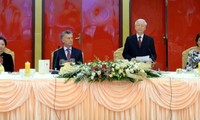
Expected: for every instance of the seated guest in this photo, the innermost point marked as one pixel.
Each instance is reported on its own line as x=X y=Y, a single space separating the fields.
x=139 y=44
x=194 y=56
x=67 y=52
x=5 y=59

——————————

Work request | Exactly as they stand, set down all of the entries above, minus every picture.

Solution to this problem |
Expected: for every instance of the seated guest in this photo, the innermost point marked as one pixel.
Each instance is reported on its own line as x=X y=Y, a single space separating the fields.
x=139 y=44
x=194 y=56
x=67 y=52
x=5 y=59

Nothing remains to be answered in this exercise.